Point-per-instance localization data

------------------------

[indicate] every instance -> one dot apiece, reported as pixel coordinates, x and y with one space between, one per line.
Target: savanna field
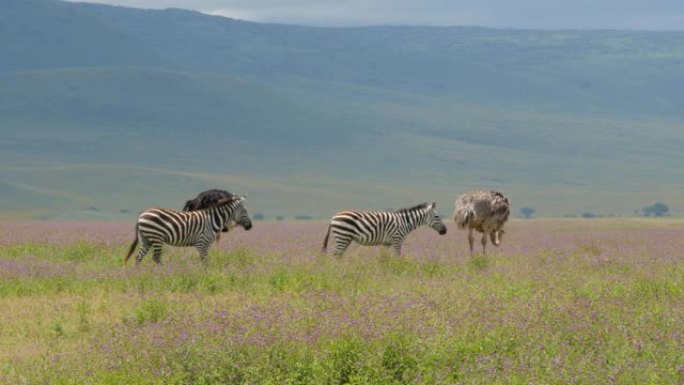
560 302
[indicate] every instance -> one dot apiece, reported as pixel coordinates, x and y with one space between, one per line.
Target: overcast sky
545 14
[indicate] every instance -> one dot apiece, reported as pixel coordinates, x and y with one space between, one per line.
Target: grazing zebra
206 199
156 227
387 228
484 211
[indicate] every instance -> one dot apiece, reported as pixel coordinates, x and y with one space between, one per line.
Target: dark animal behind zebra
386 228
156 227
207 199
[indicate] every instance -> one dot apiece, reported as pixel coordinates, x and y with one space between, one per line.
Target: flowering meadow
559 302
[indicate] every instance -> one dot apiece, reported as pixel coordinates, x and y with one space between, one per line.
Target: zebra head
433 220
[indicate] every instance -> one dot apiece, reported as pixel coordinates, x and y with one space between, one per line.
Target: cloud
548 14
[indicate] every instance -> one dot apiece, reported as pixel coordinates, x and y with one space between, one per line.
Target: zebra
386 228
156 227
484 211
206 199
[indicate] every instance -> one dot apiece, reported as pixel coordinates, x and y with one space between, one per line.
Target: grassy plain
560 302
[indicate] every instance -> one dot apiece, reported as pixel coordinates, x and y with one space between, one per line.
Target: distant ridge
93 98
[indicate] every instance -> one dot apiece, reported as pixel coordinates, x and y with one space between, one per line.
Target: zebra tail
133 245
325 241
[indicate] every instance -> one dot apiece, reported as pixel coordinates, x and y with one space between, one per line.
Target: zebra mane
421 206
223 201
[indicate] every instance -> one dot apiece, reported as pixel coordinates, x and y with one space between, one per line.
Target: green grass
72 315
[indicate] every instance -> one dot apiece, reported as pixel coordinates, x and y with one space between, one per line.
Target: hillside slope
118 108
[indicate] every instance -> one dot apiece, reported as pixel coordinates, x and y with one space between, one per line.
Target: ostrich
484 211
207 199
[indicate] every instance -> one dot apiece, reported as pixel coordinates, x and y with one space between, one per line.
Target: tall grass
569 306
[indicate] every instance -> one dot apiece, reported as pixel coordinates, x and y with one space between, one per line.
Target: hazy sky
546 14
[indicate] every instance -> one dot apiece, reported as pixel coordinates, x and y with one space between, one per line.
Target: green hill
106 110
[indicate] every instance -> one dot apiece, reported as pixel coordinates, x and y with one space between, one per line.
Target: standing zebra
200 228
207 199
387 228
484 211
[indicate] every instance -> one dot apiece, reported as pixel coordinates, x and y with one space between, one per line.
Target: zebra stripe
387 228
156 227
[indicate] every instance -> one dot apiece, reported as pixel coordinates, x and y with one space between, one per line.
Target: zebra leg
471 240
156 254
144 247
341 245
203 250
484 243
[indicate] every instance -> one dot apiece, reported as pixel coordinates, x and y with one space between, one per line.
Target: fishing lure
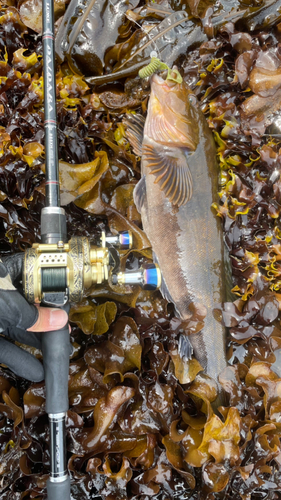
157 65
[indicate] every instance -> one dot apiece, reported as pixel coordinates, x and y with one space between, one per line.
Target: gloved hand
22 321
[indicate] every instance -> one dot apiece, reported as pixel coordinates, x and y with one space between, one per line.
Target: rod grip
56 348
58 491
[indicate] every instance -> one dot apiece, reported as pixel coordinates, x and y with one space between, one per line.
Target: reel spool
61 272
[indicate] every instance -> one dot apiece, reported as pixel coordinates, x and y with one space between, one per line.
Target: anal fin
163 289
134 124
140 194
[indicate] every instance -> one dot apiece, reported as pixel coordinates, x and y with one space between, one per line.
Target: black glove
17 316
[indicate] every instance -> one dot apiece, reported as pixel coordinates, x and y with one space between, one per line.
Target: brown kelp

------------------------

Instructions for the task
The entries above need to be transcribed word for word, and the pictures stay out.

Response to the exercise
[indicate] every instance -> one dot apiece, reported as pixel coordinates, x and y with one space between, one per line.
Target: savanna field
560 302
[indicate] every instance -> one dot apiece, reported as pixel coordinates, x and y with one space between, one per line.
Target: overcast sky
545 14
[indicate] every instance -> one dot apiece, reported as pixel coordinates, x and y with one space between, one per line.
Target: grazing zebra
206 199
156 227
387 228
484 211
[indicate] every instance -> one dot apiece, reported as pixel coordinates, x and y with one space between, one per line.
Target: dark animal behind zebra
386 228
156 227
207 199
[indicate] every instance -> one dot apiece, reported as pixel coordinates, x and y with one space between, one per line.
Target: flowering meadow
559 302
[indicate] every instance -> one dot apiece, reported as pixel coordinates, x and y with one space between, one per line.
Target: zebra head
433 220
[indicate] every instance -> one dot apiece, reported as pixel coordinates, x and y with one space between, one per line.
Target: cloud
548 14
[indicate] every instance -> one dot apiece, reported as pixel coordinates, x and y with one space between, one per line.
Target: zebra
386 228
156 227
484 211
206 199
[indicate] every instance -> one dot apiece, reported as pixel coordinates, x and y with one space between, one per line.
Target: grassy plain
560 302
[indicate] every instance -> one dot apiece, reported as pixel coordinates, x and y with one space between, one per line.
Target: distant ridge
93 98
[indicate] every instance -> one dot apiece, reported as pixel coordinates, x and y with one space between, one per line.
Target: zebra tail
133 245
325 241
[indicate] every instance -> one dot apiece, reported as pixel coordinates, x and y with one space between, one per line.
Target: zebra mane
421 206
223 201
[indicate] every instance -> one dot apiece, reported as pixel coordinates, x and y with one space between, one per line.
Target: green grass
72 315
[indicate] every instance -> one dot apiece, reported as pixel coordinates, x and y with one space between, one per line.
Target: hillside slope
118 108
[indicate] every instance -> one dot apiece, reported as pixel coordinates, x and y with one space between, one per line.
Target: ostrich
484 211
207 199
[indicate] every instance -> one dot apiece, reported as pixel coordinates, x and y with one space between, one per line.
Target: tall grass
569 306
[indicate] every instance -> one dot apiece, reported as pixel coordinates, x and y with one space between, one per line.
Target: hazy sky
546 14
[indicate] every instance -> one dot apiece, reported as pixel coordinates, x and y with one space between, one per line.
Target: green hill
106 110
[indicate] every instance -> one dot apiece, reported as pixel coordinates, x and y with one space between, one per line.
Target: standing zebra
200 228
207 199
387 228
484 211
[indicate] every instance -> one dot apiece, reported as pixel coordinates, x and y with one space between, one per line.
Target: zebra stripe
387 228
156 227
[indicate] every instance -> one dot apiece, reported as pixel coordinates, x and y with one space between, one per line.
Target: zebra leg
471 240
156 254
144 247
341 245
203 250
484 243
[indicate] every instance -> one dot apiece, reported as pixel coordinates, x and y with one space between, one per line.
Target: fishing lure
157 65
[indicate] every instance -> one dot apiece, reported as pixel coordinates, x and y with one space between, one per line.
Target: gloved hand
22 321
[indicate] every instance -> one dot apiece, reported as pixel coordinates, x and y with one space between, one per line.
Target: rod grip
56 348
58 491
[indicate] every instance -> one dot apiece, reported as pixel coordinates, x and y with one space between, one per line.
Target: reel spool
61 272
[indicate] every instance -> one dot apiece, reported as pixel coordinates, x and y with one space between, one per line.
Target: anal fin
163 289
134 124
140 194
[indicate] every instance -> one dot apiece, reported as pixel coordinates, x and y with one space between, one per line.
Target: black glove
17 316
[indicate] every instance -> one dot apiece, reported as pixel coordinates, x and y with one space between, one per line.
Target: brown kelp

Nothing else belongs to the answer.